**BRIEF**:
Convert the material between the lines holding "skate for player-tracking calibration." and "[231,111,249,122]", inclusive, into a two-column CSV with the columns label_text and coordinates. Give each text its own row, put the coordinates that follow it in the second column, quote each field, replace line breaks with spaces, and leave out the pictures.

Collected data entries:
##############################

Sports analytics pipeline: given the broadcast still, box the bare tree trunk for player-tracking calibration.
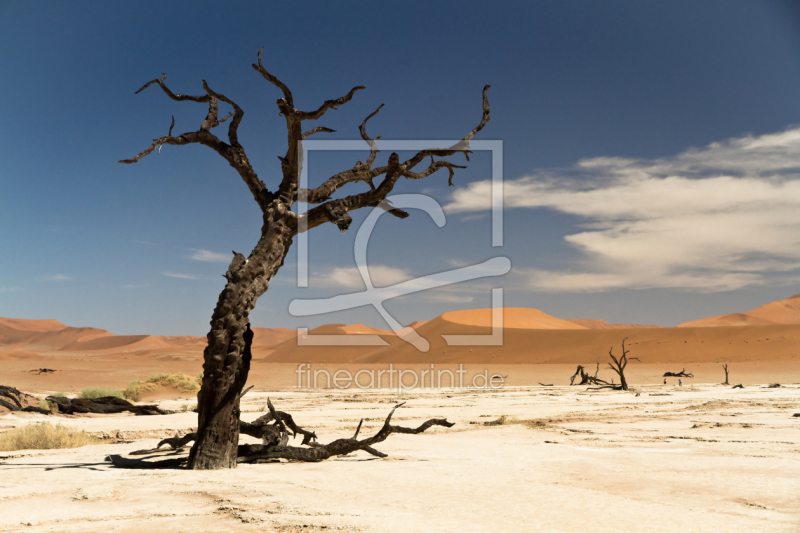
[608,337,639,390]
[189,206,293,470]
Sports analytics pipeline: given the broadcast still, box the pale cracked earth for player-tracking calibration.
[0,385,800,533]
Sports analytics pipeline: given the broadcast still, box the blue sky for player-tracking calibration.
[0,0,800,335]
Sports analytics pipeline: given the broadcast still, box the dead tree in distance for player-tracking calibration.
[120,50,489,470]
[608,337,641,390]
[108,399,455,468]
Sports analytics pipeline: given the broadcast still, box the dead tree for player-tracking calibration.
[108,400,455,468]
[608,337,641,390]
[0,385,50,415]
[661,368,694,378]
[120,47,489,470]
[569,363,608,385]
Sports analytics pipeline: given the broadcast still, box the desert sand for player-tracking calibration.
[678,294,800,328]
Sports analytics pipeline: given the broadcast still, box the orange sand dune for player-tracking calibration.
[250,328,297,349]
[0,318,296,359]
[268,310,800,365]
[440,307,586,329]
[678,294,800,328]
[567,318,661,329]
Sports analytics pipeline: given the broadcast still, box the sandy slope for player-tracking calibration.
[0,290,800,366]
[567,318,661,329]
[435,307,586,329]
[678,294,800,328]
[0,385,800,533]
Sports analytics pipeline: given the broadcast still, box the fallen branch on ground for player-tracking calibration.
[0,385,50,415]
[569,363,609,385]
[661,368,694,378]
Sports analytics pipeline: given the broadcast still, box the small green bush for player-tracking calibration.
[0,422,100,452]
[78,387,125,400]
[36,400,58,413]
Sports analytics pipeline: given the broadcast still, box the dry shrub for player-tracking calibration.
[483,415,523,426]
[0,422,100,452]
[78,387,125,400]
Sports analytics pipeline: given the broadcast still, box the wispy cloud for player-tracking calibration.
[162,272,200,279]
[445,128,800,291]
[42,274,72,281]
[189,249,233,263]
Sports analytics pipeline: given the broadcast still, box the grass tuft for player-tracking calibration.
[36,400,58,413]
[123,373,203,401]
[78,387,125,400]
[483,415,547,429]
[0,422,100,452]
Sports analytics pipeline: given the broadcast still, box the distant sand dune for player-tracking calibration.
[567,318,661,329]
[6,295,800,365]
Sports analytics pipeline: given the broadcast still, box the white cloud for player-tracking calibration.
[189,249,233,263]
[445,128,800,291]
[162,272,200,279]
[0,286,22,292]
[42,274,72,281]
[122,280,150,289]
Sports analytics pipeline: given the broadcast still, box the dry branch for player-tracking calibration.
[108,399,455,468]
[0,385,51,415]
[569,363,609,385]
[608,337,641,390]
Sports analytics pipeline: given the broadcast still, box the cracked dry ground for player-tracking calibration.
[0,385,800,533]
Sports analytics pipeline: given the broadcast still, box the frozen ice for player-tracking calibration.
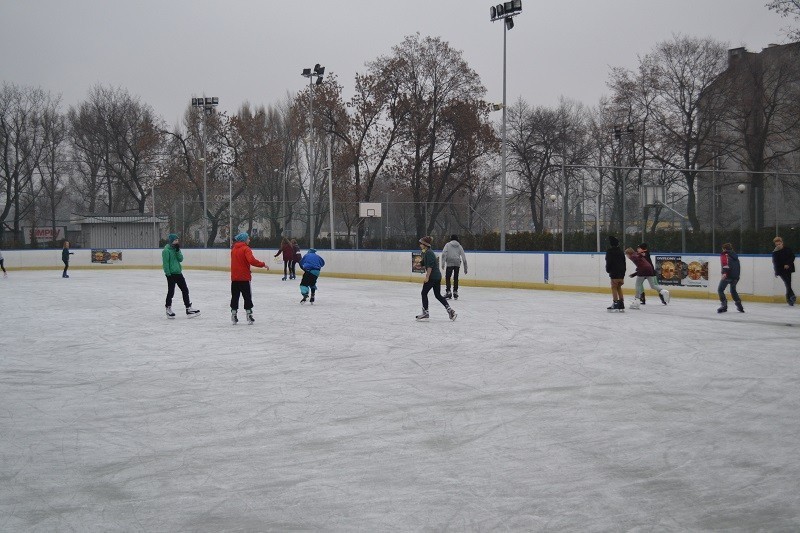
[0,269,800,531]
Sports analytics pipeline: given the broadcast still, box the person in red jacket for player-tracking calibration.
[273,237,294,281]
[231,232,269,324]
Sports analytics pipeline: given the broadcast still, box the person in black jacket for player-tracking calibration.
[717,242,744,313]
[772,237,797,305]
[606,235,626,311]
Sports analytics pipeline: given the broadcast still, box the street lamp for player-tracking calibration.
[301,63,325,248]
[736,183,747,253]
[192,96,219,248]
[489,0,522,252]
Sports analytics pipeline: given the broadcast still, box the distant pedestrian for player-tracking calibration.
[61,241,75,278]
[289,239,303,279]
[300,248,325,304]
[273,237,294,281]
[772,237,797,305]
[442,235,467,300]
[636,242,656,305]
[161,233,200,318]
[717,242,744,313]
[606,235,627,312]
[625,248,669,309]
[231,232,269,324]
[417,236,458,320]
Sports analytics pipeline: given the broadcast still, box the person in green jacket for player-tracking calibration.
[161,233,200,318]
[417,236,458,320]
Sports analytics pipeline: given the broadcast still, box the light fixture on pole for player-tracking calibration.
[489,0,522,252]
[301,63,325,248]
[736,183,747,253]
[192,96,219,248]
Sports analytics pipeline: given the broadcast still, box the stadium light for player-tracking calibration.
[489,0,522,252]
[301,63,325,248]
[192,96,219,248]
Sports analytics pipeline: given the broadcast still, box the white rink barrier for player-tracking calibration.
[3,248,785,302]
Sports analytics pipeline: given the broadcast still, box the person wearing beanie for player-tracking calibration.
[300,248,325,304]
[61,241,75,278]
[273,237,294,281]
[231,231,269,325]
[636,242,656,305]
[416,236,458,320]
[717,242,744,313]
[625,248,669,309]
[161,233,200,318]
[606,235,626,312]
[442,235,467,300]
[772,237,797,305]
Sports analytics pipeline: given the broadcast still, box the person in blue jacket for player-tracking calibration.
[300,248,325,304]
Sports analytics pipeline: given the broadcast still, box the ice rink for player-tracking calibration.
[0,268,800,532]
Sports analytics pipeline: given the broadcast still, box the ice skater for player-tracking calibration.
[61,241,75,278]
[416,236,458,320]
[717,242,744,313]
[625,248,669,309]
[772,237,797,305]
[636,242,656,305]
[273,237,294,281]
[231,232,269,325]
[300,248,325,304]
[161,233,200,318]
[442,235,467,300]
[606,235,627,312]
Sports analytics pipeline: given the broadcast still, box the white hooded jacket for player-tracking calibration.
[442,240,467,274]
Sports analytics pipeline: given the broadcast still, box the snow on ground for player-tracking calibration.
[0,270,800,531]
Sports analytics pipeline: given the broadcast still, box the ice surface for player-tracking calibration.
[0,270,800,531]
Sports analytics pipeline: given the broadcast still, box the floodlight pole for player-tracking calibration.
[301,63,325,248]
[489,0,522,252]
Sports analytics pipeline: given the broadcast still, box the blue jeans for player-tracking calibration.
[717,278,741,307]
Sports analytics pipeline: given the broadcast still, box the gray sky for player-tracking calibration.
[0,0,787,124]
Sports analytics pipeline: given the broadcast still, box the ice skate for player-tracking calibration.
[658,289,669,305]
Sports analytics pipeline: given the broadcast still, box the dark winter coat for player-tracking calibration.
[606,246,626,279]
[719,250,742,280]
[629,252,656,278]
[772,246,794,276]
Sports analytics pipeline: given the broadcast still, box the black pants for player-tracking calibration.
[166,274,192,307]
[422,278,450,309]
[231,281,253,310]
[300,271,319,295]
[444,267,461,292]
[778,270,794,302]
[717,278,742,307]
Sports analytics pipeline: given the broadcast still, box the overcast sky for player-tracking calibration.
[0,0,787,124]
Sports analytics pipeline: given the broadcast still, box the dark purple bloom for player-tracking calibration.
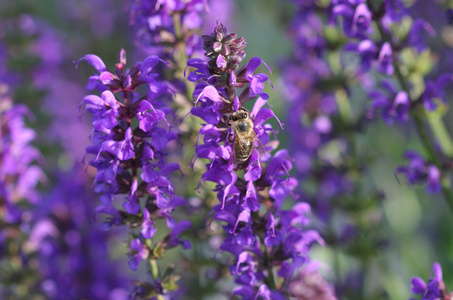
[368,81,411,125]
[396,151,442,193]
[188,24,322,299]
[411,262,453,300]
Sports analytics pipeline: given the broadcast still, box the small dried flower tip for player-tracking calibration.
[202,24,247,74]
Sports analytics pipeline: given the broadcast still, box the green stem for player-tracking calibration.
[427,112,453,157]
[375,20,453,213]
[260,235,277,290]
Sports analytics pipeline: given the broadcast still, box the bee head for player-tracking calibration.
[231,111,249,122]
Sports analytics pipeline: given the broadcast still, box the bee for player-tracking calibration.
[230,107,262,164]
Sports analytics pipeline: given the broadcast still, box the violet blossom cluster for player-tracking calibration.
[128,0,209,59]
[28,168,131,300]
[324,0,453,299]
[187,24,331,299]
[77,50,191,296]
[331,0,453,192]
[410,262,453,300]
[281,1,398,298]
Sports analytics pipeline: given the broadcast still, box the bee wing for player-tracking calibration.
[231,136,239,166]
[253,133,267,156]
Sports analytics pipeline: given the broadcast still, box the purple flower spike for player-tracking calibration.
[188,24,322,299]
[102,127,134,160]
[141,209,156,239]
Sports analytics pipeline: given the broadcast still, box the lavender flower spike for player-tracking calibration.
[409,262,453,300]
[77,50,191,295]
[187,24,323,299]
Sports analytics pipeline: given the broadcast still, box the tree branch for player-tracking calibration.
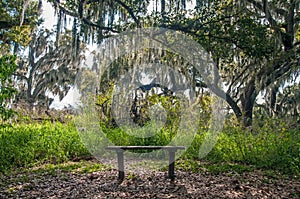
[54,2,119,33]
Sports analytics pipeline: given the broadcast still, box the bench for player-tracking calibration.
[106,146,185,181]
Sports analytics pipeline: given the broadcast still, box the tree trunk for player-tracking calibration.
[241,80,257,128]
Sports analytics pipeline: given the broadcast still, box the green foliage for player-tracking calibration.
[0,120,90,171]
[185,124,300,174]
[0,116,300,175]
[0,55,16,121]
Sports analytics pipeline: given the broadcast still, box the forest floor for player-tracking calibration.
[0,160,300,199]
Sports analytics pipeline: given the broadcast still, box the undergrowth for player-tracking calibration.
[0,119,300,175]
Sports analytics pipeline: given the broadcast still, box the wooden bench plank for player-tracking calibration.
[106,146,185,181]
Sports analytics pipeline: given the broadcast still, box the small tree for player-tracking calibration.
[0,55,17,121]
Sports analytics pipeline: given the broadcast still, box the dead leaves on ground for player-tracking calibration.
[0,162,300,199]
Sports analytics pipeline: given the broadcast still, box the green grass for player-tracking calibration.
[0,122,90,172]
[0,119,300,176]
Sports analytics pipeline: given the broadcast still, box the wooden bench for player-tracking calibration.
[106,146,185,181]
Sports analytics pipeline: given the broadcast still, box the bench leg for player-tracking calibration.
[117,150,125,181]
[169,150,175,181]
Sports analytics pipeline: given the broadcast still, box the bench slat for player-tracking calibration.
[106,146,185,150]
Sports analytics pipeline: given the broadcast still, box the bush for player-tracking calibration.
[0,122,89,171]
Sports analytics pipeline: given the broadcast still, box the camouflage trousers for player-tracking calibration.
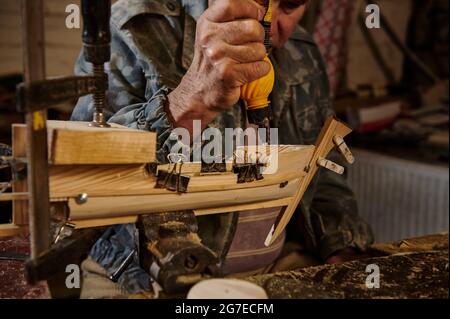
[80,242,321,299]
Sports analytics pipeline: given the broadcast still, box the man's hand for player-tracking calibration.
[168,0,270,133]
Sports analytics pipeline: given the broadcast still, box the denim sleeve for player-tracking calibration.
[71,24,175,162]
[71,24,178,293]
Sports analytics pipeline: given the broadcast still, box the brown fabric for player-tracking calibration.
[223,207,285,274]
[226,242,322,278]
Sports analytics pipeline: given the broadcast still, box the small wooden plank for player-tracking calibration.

##############################

**ANSWER TO THE EXERCISE**:
label_text,coordinates
"Sports analytics pipeline: given the broadcast still, box the ice skate for player-tracking calibration.","[658,289,669,305]"
"Sports analytics pipeline: given the broadcast still, box the dark winter coat for player-tracking calibration.","[606,246,626,279] [719,250,742,280] [629,252,656,278] [772,246,794,276]"
"Sports analytics pipeline: given the broadcast still, box the black pants for player-tracking calibration.","[166,274,192,307] [422,278,450,309] [231,281,253,310] [300,271,319,295] [444,267,461,292] [778,270,794,302] [717,278,742,307]"
"Sports analytics pipeline: given the broadcast still, box the overcast sky for player-tracking calibration.","[0,0,787,124]"
"Sports analytics pipeline: given the broadcast still, box the dark purple bloom for player-tracking calibration.","[368,81,411,125] [396,151,442,193] [188,24,322,299] [411,262,453,300]"
"Sports analytics pipeline: given the broadcast still, box the small dried flower tip for player-tracking calibration.","[202,24,247,74]"
"Sports analytics pipeline: given the broadcast still, box the green stem for player-tracking calibration.","[427,112,453,157] [375,20,453,213] [260,235,277,290]"
"Sports analytics pipeline: given the broadcast still, box the bee head for player-tracking calibration.","[231,111,249,122]"